#### Prompt
If a line in the records below contains the word "facade", copy it.

#### Records supplied
———

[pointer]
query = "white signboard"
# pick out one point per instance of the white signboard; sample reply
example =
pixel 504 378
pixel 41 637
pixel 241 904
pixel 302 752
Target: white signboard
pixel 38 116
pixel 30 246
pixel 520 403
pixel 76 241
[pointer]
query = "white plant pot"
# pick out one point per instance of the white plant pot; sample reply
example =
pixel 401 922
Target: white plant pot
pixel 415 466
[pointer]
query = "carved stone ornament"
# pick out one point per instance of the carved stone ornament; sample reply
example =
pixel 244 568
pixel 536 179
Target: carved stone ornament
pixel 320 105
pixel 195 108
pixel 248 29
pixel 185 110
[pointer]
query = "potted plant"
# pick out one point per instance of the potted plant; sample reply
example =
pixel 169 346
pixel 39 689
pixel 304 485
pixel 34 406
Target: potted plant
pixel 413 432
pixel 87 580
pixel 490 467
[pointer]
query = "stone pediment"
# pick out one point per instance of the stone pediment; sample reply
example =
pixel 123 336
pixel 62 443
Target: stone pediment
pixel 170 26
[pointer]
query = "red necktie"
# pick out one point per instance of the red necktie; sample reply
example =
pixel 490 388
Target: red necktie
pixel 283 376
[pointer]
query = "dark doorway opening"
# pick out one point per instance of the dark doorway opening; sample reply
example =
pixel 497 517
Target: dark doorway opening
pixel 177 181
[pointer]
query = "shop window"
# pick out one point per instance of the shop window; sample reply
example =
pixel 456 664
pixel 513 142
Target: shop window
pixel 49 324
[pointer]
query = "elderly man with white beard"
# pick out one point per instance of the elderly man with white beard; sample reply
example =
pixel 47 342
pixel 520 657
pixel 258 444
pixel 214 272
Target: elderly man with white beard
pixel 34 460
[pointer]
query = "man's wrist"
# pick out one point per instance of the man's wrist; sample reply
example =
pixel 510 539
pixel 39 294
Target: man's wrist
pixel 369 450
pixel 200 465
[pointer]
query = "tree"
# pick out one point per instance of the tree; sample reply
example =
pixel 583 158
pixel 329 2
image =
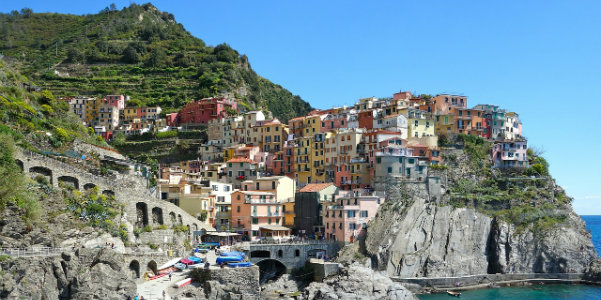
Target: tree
pixel 130 55
pixel 75 55
pixel 26 12
pixel 156 58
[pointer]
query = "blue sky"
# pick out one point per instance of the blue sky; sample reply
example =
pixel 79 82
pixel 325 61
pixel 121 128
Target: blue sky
pixel 541 59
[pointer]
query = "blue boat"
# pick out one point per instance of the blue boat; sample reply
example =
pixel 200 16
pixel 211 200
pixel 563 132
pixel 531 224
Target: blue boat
pixel 195 259
pixel 240 264
pixel 233 253
pixel 228 259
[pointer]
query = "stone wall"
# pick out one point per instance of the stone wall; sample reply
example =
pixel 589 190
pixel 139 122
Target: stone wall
pixel 291 255
pixel 487 279
pixel 142 207
pixel 235 283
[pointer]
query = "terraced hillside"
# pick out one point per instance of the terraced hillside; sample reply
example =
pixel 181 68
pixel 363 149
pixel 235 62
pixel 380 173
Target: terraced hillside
pixel 139 51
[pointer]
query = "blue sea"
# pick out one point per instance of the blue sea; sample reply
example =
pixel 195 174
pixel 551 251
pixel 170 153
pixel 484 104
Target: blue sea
pixel 539 292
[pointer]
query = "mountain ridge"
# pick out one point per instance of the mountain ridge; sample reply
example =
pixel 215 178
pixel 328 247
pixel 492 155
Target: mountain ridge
pixel 138 51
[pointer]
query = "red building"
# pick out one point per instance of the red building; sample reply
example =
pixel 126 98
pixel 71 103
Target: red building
pixel 201 111
pixel 171 119
pixel 366 119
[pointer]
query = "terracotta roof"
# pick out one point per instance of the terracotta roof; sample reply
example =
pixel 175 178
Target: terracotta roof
pixel 241 159
pixel 315 187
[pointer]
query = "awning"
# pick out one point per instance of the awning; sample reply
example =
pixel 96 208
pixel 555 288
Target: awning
pixel 221 233
pixel 274 228
pixel 169 263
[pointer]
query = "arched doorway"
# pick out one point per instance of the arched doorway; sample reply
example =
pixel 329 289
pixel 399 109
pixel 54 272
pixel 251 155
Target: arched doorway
pixel 141 214
pixel 134 267
pixel 41 172
pixel 20 164
pixel 157 216
pixel 260 253
pixel 69 181
pixel 88 186
pixel 152 267
pixel 271 269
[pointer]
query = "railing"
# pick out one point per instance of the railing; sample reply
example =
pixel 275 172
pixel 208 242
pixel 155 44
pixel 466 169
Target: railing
pixel 41 251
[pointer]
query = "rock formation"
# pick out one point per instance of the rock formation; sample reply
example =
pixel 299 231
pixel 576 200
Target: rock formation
pixel 85 274
pixel 357 282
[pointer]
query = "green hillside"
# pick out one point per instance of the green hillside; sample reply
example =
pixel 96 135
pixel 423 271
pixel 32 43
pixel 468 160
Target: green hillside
pixel 139 51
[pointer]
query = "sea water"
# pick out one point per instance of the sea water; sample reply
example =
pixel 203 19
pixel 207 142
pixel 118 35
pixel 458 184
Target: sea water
pixel 539 292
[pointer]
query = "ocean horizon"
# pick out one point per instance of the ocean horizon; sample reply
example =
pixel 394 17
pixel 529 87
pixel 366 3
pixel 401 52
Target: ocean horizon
pixel 540 292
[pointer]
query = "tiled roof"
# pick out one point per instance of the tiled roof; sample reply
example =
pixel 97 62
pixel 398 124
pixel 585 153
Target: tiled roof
pixel 315 187
pixel 242 159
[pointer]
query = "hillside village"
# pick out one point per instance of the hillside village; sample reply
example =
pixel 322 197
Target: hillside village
pixel 322 175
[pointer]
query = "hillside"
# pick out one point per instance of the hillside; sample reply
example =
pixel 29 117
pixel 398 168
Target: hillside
pixel 138 51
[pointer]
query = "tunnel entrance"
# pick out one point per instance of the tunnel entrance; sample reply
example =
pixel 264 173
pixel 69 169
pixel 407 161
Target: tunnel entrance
pixel 270 269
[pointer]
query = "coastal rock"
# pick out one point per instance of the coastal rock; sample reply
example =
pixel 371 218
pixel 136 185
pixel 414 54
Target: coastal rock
pixel 430 240
pixel 357 282
pixel 593 272
pixel 85 274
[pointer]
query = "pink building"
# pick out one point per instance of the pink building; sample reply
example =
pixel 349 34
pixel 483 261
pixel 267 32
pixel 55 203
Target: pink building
pixel 347 216
pixel 510 154
pixel 201 111
pixel 117 101
pixel 171 119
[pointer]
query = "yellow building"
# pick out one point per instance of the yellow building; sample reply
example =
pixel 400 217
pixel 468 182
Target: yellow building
pixel 420 123
pixel 302 161
pixel 289 215
pixel 273 135
pixel 445 124
pixel 91 110
pixel 317 158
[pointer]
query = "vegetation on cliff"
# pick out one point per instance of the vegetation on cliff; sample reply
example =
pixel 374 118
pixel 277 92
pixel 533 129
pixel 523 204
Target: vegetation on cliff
pixel 139 51
pixel 519 196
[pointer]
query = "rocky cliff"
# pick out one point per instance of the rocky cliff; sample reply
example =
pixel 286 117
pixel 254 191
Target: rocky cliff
pixel 84 274
pixel 485 222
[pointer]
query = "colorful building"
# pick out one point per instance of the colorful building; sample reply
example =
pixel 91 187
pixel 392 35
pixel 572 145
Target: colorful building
pixel 201 111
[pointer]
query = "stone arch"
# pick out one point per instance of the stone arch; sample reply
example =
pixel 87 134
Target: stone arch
pixel 141 214
pixel 270 269
pixel 41 171
pixel 69 180
pixel 88 186
pixel 157 215
pixel 152 267
pixel 20 164
pixel 260 253
pixel 313 252
pixel 134 268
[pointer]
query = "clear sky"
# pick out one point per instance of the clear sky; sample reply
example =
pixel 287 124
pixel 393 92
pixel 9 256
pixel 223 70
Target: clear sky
pixel 541 59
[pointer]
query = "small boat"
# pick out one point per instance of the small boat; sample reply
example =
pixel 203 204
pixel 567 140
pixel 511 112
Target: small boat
pixel 183 283
pixel 227 259
pixel 233 253
pixel 195 260
pixel 240 264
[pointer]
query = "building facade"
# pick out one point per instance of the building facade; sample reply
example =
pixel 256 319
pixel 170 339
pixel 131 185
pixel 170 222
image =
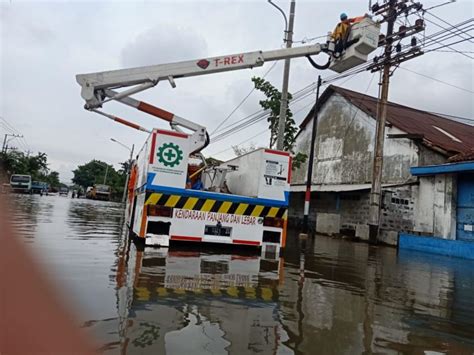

———

#### Written response
query = "building facade"
# pick out one point per instance of the building facade; sample reply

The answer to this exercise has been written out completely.